• DESCRIPTION OF THE TASK:
Edit the writing assignment instructions below: write out again the part that opens with "Your audience for" and closes with "on pages 44-46.", putting "specific, named individual" in place of "real person".

LETTER ASSIGNMENT (100 points)

Write a 1-page letter to a person, company, or other organization. You may choose from one of the following purposes of letters discussed on page 48 of Chapter 2:

  • inquiry
  • order
  • claim
  • acknowledgment
  • sales
  • collection
  • adjustment
 

The topic of your letter is up to you, as long as it is a real situation that either you or someone you know is involved in. For instance, you could write a letter of inquiry to a company and ask how that company uses written communication. Or you could write a sales letter that promotes one of your company's own products or services. Or you could write a claim letter to register your dissatisfaction with a recent purchase or dining experience. 

Your audience for your letter must be a real person. You may need to make a phone call to an organization to ask who the appropriate individual would be to receive your letter. Make sure that you find out your reader's name and position. Writing "To Whom It May Concern" is not acceptable.

In terms of format, you may use the modified block style with indented paragraphs, the modified block style, or the full block style (all introduced on page 48 of Chapter 2). Make sure to adhere to the other format, organization, and content guidelines on pages 60-62.

Your letter will be graded on the basis of content, organization, tone, correctness (grammar, sentence structure, punctuation, spelling), and format.
 

E-MAIL ASSIGNMENT (100 points)

Type an e-mail in response to Exercise 2.5, 2.6, or 2.8 on pages 44-46.

Send your e-mail to kirk_lockwood@ivcc.edu. Though you will send the e-mail to me so that I can grade it, write the e-mail to the reader or readers specified in the exercise itself. Make sure to provide a subject line that would be appropriate for the e-mail if it actually were sent in a business setting (i.e. don't use ENG 1205 E-mail Assignment or something like that, which would mean nothing to the intended reader or readers).

Your e-mail will be graded on the basis of content, organization, tone, correctness (grammar, sentence structure, punctuation, spelling), and format.

• RECORD LIST:

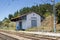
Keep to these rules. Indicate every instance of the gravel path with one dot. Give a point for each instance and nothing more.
(3, 36)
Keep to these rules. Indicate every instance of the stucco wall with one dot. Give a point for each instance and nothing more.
(29, 19)
(27, 23)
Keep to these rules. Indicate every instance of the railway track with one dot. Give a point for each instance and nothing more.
(32, 36)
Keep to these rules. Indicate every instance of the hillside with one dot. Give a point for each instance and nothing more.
(46, 25)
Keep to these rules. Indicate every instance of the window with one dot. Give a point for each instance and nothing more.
(33, 23)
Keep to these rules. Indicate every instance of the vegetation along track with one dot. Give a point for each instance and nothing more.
(31, 36)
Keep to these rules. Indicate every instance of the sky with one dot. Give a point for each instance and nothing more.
(10, 6)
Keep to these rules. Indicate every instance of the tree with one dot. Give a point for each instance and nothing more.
(58, 11)
(10, 16)
(16, 14)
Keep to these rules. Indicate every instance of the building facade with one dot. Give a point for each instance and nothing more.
(28, 20)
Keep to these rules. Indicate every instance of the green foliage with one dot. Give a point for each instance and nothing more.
(58, 11)
(10, 16)
(16, 14)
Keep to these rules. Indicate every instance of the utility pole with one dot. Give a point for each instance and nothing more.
(54, 11)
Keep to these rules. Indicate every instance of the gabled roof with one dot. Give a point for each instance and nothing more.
(20, 17)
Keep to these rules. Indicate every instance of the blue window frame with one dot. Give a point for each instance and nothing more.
(33, 23)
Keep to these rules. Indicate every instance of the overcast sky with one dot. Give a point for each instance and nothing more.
(10, 6)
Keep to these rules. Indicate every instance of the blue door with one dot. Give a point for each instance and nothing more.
(20, 24)
(33, 23)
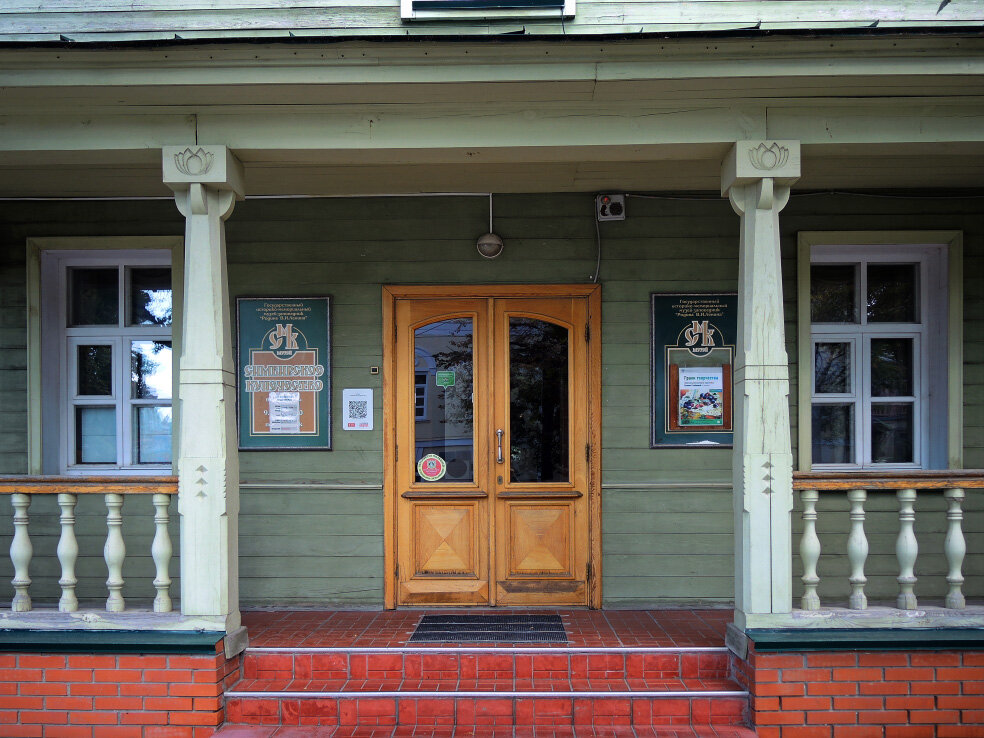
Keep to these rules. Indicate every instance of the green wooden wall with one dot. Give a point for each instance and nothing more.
(322, 543)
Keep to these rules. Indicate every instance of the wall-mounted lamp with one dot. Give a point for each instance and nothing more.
(489, 245)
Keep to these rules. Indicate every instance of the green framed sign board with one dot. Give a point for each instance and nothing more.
(284, 373)
(693, 351)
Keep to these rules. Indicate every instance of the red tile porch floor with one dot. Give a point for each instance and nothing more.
(389, 629)
(622, 674)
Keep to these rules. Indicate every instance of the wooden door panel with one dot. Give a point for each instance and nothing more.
(445, 541)
(442, 525)
(500, 528)
(540, 539)
(543, 557)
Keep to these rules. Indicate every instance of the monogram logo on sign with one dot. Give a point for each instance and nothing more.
(284, 335)
(699, 330)
(193, 163)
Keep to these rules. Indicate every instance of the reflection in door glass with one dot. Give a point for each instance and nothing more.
(443, 399)
(538, 418)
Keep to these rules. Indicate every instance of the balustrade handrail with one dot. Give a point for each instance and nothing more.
(906, 484)
(115, 489)
(908, 479)
(61, 483)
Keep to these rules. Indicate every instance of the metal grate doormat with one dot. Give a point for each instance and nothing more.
(505, 628)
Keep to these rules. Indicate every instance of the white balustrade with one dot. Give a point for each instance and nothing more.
(810, 550)
(954, 547)
(906, 549)
(906, 545)
(857, 549)
(67, 550)
(160, 550)
(20, 553)
(114, 552)
(68, 553)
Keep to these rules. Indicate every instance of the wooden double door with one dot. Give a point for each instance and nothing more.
(493, 468)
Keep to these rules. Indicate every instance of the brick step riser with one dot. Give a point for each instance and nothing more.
(496, 668)
(488, 711)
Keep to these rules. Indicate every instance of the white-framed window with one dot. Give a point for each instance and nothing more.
(874, 368)
(423, 370)
(107, 360)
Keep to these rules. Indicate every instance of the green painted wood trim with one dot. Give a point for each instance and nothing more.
(804, 383)
(483, 4)
(953, 240)
(174, 244)
(110, 641)
(880, 639)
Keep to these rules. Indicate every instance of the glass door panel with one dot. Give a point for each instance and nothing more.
(444, 412)
(539, 448)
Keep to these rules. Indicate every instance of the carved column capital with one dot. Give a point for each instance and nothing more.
(207, 181)
(764, 169)
(192, 171)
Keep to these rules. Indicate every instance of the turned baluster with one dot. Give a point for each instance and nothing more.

• FULL SOLUTION:
Your audience for your letter must be a specific, named individual. You may need to make a phone call to an organization to ask who the appropriate individual would be to receive your letter. Make sure that you find out your reader's name and position. Writing "To Whom It May Concern" is not acceptable.

In terms of format, you may use the modified block style with indented paragraphs, the modified block style, or the full block style (all introduced on page 48 of Chapter 2). Make sure to adhere to the other format, organization, and content guidelines on pages 60-62.

Your letter will be graded on the basis of content, organization, tone, correctness (grammar, sentence structure, punctuation, spelling), and format.
 

E-MAIL ASSIGNMENT (100 points)

Type an e-mail in response to Exercise 2.5, 2.6, or 2.8 on pages 44-46.